START

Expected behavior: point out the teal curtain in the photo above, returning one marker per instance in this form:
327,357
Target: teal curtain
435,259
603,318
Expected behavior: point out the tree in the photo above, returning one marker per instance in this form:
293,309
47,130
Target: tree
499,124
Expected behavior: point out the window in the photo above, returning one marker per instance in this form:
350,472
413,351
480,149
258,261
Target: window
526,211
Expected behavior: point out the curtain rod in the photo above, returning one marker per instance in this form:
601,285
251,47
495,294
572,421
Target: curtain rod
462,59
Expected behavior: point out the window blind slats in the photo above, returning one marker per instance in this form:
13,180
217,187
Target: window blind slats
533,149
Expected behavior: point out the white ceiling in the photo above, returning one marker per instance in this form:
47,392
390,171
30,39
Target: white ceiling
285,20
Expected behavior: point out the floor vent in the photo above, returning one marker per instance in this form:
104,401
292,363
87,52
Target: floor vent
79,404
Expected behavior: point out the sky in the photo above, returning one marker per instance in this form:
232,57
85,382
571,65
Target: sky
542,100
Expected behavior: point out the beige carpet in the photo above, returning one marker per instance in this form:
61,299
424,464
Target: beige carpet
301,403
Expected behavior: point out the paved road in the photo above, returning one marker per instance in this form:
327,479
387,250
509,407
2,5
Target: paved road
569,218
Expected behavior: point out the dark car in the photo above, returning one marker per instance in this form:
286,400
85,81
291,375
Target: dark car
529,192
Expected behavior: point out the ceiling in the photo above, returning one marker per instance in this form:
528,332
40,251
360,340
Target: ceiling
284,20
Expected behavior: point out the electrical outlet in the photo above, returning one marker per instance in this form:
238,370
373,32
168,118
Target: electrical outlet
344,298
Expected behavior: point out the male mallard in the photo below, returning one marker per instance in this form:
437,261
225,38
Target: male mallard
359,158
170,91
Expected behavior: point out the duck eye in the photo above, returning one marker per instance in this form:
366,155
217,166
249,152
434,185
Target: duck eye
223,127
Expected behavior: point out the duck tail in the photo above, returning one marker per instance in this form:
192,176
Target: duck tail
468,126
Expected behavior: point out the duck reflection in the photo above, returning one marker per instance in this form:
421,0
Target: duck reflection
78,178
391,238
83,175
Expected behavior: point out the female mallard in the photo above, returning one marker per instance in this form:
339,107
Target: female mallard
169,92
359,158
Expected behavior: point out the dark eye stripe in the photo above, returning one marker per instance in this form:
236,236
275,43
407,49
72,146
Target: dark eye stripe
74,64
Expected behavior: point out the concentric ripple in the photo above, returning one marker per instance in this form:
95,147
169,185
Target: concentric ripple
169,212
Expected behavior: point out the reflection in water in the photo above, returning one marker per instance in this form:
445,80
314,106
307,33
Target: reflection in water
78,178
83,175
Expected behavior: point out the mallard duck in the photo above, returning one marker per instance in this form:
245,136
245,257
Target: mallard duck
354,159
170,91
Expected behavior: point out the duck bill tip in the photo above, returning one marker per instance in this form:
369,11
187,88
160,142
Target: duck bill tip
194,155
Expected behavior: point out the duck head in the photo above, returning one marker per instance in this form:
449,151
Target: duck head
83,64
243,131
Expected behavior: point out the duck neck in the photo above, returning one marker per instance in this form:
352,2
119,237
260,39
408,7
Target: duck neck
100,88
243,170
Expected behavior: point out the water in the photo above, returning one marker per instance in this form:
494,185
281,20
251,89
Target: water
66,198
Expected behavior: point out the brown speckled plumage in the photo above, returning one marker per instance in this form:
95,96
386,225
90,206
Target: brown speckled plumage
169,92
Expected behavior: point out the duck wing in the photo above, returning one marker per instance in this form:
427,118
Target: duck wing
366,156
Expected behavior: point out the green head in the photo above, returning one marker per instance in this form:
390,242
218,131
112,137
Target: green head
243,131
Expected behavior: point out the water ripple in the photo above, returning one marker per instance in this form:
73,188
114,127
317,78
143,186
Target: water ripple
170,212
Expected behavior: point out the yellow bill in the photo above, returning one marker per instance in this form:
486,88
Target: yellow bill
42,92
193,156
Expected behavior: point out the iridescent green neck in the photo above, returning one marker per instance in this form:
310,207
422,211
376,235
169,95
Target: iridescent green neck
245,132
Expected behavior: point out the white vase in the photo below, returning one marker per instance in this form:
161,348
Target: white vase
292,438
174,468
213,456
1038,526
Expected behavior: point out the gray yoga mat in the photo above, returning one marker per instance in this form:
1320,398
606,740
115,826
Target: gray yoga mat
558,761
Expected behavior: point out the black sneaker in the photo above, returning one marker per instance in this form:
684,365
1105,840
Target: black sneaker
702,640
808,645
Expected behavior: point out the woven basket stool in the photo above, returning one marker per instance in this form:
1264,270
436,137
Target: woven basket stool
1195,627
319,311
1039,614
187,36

END

WHAT IS NEEDED:
Return every entry exactly as given.

SOLUTION:
Expected behavior: point out the teal curtain in the photo above, returning one marker per instance in this form:
327,357
Target: teal curtain
435,259
603,318
Expected behavior: point out the tree in the photo above, returning one marker per instance in this form:
293,309
47,130
Target: tree
499,124
Expected behavior: point out the window in the photo above, returning one marker per instance in this form:
350,472
413,351
480,149
258,261
Target: window
526,211
Expected behavior: point out the curtain rod in the photo above, returning one marker per instance in this form:
601,285
251,47
495,294
572,421
Target: curtain rod
462,59
Expected behavior: point out the window blind slats in the photo above, returning one marker per instance in this form:
13,180
217,187
Target: window blind slats
533,149
Expected behavior: point out the white ceiling in the photo above, returning one marker per instance in this form:
47,392
390,171
30,39
Target: white ceiling
285,20
Expected behavior: point out the floor vent in the photo above, returning one marker per instance in this form:
104,401
292,363
87,52
Target: floor vent
79,404
Expected behavior: point out the sky in the photo above, returning one marker per instance in this form:
232,57
85,382
571,65
Target: sky
542,100
Expected behavior: point out the beige carpet in the photo above, returning one marker per instance in this form:
61,299
424,464
Target: beige carpet
301,403
Expected behavior: point out the paved road in the photo above, returning one marker per instance in this form:
327,479
387,250
509,407
2,5
Target: paved road
569,218
Expected behavior: point out the dark car in the photo above, returning one marker per instance in this form:
286,400
85,81
291,375
Target: dark car
529,192
Expected behavior: point out the ceiling in the photo above, returning one marker per instance in this form:
528,332
40,251
360,340
Target: ceiling
284,20
Expected behavior: point out the electrical outlet in the photo above, returning one marker per instance in this form:
238,370
373,32
168,118
Target: electrical outlet
344,298
Expected behavior: point out the male mallard in the photo below, returning one marker per instance in this form:
437,261
225,38
Target: male mallard
359,158
170,91
Expected behavior: point out the duck eye in the photo above, returning one marker per instance in this form:
366,155
217,166
249,152
434,185
Target: duck eye
223,127
Expected behavior: point out the duck tail in the photo above, returning one marker per instance in this form:
192,176
Target: duck tail
468,126
Expected behavior: point out the duck reflection in the photo above, returning one marker per instance in this form:
421,0
Target: duck reflection
78,178
391,238
83,175
Expected behavior: point out the female mallard in the photo above, returning one marker per instance in this form:
339,107
Target: female mallard
169,92
359,158
Expected behavior: point out the dark eye stripe in the photo above, returning one marker per instance in this form:
236,236
275,43
407,49
72,146
Target: dark eye stripe
74,64
Expected behavior: point out the concentric ripple in the photo above, returning one marker per instance in this form:
95,147
169,185
Target: concentric ripple
169,212
Expected behavior: point out the reflection in water in the photo above, returning one marker per instance in this form:
445,80
314,106
307,33
Target: reflection in water
78,178
83,175
Expected behavior: point out the mallard duck in the photo above, returning one marker per instance in this form:
245,136
245,257
Target: mallard duck
354,159
170,91
Expected behavior: point out the duck bill tip in the photo above, returning one marker per instance in this form:
369,11
187,88
160,142
Target: duck bill tip
194,155
Expected behavior: point out the duck head in the photo above, returning one marker per instance in this form:
449,151
Target: duck head
83,64
243,131
Expected behavior: point out the duck neck in the photo above, returning one marker per instance in this form:
352,2
119,237
260,39
408,7
Target: duck neck
100,88
243,170
Expected behavior: point out the water in the photo above, returning one marker per instance in this form:
494,185
281,20
251,89
Target: water
66,198
Expected behavior: point out the brown speckled plumage in the photo above, returning one marker per instance in this form:
95,96
386,225
90,206
Target: brown speckled plumage
169,92
Expected behavior: point out the duck wing in the photo above, returning one marker per instance in this form:
427,118
Target: duck wing
366,156
Expected behavior: point out the green head in the photo above, returning one marker per instance in this form:
390,242
218,131
112,137
Target: green head
243,131
Expected behavior: point out the water ripple in the photo above, returning one marker per instance in this form:
73,188
114,127
317,78
143,186
Target: water ripple
170,212
Expected behavior: point out the yellow bill in the photo above, returning one marker per instance in this form:
486,88
Target: yellow bill
42,92
193,156
Expected behavior: point out the iridescent green neck in the photo above, returning one marker per instance in this form:
310,207
422,211
376,235
169,95
Target: iridescent green neck
245,132
Expected behavior: point out the white vase in the photo below, returning one marker per instance in this form:
161,348
Target: white vase
292,438
174,468
213,456
1038,526
Expected behavior: point out the gray yoga mat in the photo above, returning one marker per instance in this form:
1320,398
606,740
115,826
Target: gray yoga mat
558,761
Expected behavior: point out the black sneaker in the photo above, returning one marker per instance in this form:
684,365
1105,840
Target: black sneaker
702,640
808,645
Expected behavior: point out the woven basket stool in the photo above, returning one marker per instance in this form:
1264,270
436,137
Target: woven basket stool
1195,627
319,311
1039,614
187,36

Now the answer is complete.